EXERCISE AIM – Identify every line below that contains the string "sign" and copy each one in full. Case counts.

SOURCE DATA –
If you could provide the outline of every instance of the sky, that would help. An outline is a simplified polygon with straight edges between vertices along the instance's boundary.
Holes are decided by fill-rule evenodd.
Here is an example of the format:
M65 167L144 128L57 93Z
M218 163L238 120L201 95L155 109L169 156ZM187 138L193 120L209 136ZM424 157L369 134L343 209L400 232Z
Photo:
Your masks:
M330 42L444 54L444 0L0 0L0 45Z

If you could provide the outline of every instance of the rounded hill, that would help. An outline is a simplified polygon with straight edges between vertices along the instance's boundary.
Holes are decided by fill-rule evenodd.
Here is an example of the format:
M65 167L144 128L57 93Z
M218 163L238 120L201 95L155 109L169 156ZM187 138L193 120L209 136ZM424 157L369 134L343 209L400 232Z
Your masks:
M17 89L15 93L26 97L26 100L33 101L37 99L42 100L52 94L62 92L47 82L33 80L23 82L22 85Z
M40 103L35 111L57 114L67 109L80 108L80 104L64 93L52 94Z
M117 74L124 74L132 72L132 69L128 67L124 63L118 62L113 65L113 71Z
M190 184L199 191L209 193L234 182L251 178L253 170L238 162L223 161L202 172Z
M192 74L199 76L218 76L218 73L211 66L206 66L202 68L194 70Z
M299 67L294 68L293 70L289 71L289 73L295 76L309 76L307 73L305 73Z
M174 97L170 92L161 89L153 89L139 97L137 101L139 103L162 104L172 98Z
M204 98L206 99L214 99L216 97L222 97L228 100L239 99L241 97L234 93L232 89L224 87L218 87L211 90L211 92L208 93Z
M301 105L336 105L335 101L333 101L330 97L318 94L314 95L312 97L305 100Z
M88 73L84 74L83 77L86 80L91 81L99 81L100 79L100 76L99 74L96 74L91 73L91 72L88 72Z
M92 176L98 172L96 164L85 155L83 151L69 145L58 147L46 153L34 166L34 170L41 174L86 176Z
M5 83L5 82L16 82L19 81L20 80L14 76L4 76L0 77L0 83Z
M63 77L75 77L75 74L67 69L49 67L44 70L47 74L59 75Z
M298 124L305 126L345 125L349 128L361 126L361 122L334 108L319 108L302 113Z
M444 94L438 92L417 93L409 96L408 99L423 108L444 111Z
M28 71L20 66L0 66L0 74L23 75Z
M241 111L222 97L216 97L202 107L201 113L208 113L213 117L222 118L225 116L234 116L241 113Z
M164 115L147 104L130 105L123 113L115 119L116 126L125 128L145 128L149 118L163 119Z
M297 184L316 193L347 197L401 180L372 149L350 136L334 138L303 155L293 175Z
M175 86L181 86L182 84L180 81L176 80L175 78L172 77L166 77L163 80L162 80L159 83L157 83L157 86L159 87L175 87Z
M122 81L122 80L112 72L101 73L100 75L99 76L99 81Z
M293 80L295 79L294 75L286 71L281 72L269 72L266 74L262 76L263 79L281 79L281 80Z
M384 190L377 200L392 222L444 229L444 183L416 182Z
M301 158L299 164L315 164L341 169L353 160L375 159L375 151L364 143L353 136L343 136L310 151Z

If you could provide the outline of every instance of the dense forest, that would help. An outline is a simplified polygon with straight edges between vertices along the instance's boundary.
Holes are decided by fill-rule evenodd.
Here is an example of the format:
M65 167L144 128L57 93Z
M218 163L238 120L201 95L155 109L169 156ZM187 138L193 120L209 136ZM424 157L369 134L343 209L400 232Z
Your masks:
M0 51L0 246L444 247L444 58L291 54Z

* * *

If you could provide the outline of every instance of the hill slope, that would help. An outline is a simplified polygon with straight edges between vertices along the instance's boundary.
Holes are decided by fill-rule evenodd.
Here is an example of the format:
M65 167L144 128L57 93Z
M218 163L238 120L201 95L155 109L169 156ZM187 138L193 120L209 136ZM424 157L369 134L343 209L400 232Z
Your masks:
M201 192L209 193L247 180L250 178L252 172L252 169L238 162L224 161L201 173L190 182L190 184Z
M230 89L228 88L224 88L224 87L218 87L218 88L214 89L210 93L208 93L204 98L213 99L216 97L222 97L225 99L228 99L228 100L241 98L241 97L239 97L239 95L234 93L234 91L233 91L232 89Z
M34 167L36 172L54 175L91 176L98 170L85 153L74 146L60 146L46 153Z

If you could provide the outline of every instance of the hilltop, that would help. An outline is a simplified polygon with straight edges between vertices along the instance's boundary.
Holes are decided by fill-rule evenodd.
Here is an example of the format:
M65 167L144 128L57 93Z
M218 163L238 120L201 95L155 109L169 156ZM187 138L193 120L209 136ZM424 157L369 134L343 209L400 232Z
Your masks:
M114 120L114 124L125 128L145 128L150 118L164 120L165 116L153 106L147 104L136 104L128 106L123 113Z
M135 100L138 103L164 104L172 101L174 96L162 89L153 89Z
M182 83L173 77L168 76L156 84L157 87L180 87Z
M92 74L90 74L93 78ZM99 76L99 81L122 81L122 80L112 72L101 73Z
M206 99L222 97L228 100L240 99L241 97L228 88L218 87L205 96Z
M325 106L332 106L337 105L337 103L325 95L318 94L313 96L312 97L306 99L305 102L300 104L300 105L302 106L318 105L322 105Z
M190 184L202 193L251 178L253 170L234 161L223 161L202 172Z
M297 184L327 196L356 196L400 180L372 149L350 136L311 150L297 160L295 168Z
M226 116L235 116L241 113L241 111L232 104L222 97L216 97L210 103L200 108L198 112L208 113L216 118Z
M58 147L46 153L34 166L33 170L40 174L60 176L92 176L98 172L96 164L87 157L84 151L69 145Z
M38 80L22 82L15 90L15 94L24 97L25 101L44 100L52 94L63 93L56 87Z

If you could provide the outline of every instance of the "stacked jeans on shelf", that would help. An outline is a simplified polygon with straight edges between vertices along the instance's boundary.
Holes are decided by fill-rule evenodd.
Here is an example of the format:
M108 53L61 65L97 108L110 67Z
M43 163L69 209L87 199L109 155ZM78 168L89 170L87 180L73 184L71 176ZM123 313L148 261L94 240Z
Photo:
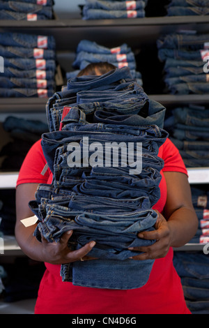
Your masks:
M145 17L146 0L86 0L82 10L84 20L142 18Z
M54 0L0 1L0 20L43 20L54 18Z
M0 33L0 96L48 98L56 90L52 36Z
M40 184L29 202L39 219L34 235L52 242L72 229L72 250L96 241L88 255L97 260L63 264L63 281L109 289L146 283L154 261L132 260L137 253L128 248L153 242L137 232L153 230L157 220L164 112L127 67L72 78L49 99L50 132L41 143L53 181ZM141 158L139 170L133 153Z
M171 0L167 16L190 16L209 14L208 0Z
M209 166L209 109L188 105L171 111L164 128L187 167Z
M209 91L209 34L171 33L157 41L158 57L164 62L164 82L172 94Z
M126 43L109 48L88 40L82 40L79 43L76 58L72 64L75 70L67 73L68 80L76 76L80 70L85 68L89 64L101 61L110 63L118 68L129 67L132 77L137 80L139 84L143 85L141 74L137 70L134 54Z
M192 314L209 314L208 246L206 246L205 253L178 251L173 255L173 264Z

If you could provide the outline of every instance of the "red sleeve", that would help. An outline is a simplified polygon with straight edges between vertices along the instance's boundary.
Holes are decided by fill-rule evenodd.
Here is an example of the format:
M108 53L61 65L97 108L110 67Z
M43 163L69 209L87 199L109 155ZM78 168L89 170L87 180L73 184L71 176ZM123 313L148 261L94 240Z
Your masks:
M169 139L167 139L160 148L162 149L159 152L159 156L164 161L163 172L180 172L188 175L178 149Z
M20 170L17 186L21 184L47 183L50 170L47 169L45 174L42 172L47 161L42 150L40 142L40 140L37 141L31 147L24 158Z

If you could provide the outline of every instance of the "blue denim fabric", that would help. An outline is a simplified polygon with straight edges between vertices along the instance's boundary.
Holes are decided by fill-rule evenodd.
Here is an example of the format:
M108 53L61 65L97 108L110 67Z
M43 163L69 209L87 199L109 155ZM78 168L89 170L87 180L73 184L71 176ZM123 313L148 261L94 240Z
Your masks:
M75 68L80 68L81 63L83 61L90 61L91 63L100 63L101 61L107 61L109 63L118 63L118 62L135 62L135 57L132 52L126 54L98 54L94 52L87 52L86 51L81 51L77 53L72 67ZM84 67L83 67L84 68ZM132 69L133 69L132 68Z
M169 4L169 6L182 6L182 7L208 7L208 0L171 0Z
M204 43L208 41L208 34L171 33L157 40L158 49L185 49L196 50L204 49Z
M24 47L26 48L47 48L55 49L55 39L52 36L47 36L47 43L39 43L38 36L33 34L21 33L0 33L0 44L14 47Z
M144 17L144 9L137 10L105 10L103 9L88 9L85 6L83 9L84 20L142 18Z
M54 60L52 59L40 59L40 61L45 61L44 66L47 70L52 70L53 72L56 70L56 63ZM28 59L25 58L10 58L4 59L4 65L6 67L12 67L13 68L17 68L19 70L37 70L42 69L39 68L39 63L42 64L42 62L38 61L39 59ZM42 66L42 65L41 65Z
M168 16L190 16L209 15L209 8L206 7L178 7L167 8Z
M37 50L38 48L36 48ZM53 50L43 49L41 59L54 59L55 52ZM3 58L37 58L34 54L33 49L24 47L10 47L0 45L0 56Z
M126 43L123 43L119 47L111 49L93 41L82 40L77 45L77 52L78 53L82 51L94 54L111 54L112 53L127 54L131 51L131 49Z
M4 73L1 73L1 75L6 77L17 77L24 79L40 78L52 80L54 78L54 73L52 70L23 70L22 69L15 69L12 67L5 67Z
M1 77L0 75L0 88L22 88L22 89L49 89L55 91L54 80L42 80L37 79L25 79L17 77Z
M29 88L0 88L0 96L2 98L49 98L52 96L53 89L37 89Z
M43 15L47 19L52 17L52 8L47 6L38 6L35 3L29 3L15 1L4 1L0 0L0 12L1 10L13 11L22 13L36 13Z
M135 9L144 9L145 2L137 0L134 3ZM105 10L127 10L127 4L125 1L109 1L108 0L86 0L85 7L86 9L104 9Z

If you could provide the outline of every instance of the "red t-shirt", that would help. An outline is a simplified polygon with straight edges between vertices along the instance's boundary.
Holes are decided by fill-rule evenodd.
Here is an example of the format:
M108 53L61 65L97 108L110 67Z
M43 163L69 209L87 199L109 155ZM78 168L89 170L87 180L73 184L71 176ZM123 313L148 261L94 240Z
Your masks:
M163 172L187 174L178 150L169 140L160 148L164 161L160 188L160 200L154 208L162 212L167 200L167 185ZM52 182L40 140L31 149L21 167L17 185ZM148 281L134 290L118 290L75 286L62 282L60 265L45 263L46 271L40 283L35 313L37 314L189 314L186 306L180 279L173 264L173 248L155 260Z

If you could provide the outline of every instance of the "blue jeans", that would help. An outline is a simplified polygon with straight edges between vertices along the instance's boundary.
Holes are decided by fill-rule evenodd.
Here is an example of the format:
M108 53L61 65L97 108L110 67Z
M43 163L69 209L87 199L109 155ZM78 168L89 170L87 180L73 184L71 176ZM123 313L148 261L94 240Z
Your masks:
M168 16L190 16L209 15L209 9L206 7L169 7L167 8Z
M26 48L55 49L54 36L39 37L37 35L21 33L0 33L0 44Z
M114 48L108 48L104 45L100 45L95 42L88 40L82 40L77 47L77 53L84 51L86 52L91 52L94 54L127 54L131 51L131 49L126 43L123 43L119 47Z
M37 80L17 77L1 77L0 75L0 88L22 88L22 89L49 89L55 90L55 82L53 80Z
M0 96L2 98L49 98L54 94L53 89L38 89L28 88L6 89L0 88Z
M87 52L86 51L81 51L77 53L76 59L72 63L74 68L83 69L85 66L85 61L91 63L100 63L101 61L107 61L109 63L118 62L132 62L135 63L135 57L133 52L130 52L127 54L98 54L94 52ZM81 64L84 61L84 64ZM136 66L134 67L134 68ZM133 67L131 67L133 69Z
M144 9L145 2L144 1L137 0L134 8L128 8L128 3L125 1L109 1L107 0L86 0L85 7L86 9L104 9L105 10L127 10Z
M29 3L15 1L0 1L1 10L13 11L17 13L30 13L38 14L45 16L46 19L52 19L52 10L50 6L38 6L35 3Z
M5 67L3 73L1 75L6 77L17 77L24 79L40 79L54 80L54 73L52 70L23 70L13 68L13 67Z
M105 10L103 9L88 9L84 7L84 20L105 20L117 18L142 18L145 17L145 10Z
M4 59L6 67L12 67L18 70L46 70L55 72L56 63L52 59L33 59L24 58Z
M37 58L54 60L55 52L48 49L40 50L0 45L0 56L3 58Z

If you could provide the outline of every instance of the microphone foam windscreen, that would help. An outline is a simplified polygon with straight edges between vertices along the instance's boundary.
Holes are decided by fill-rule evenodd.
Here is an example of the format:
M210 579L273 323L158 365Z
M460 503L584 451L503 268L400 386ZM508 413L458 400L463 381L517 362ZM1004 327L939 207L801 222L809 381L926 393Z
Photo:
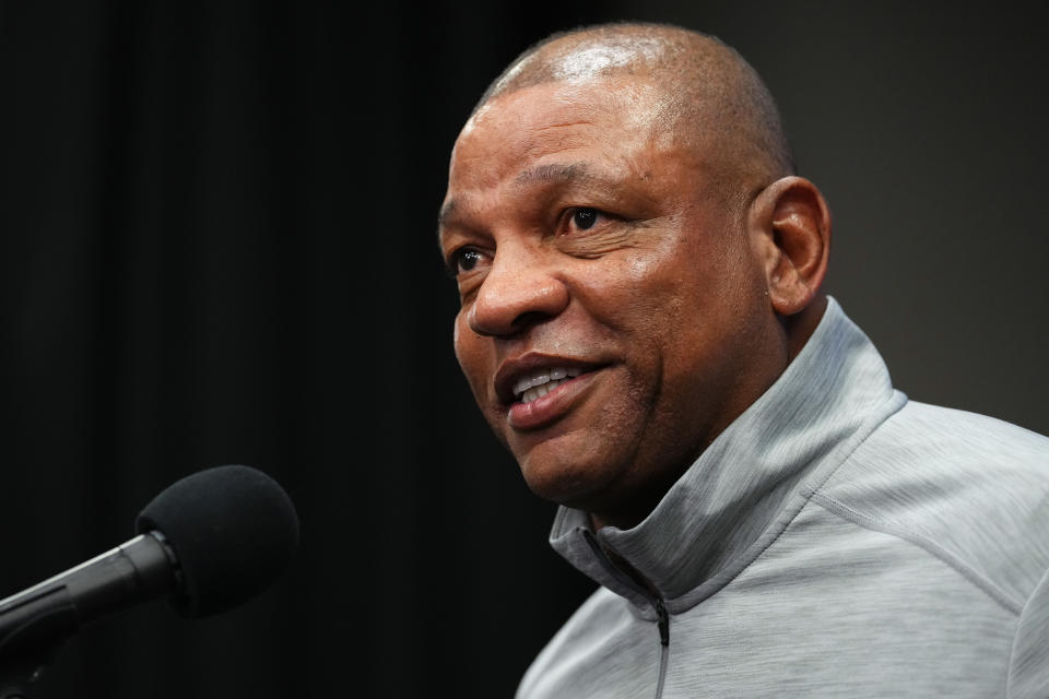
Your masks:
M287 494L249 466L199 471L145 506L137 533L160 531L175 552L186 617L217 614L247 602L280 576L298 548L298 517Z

---

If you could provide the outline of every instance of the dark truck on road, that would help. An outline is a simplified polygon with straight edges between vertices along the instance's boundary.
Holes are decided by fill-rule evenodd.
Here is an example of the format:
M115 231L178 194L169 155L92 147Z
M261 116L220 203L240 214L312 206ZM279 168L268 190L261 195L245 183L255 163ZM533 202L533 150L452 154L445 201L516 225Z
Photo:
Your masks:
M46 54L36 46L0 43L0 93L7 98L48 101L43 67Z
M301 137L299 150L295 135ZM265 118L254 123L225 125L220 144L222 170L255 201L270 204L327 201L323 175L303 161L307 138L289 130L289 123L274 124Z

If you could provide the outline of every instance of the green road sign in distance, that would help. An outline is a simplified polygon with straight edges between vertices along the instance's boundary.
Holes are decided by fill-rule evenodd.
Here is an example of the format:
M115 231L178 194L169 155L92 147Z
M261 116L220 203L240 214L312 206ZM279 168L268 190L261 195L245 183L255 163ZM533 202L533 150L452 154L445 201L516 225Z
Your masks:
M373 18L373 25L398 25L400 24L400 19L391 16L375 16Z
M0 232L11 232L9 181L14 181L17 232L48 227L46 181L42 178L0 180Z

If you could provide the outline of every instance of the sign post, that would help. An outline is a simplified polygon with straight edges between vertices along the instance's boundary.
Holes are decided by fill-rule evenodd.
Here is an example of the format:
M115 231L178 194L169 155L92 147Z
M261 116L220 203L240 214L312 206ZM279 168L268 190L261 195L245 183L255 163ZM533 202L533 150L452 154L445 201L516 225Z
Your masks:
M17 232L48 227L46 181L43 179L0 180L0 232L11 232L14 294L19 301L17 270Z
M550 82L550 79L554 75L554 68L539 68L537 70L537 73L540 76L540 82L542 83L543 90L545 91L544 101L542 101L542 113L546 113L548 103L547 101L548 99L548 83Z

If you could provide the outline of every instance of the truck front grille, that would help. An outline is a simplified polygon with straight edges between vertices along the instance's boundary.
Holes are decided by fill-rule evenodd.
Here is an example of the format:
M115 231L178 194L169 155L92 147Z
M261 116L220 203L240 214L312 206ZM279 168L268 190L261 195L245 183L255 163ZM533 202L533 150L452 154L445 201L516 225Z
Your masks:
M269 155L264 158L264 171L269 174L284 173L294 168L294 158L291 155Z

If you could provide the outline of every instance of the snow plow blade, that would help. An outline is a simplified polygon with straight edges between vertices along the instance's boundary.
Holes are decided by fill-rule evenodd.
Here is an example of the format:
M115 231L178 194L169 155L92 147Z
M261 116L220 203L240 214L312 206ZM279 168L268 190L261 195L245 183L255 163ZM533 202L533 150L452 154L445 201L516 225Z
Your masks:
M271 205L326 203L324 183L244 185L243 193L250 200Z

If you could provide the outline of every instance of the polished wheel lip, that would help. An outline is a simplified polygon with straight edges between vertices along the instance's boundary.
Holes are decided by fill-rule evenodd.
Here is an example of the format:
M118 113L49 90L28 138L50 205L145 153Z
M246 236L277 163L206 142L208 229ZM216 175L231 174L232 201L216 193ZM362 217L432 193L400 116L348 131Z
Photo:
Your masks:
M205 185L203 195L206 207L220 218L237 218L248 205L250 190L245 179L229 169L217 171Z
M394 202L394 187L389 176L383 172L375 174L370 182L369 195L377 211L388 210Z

EXERCISE OUTPUT –
If you could provide the outline of every instance of the green road sign in distance, that would help. An outline is a simplified polygon with straight edges between vertices along the instance's boundary.
If you could provide the outline of every instance of the sign post, that would help. An outline is a simplified polygon with straight edges between vertices along the instance's boundary.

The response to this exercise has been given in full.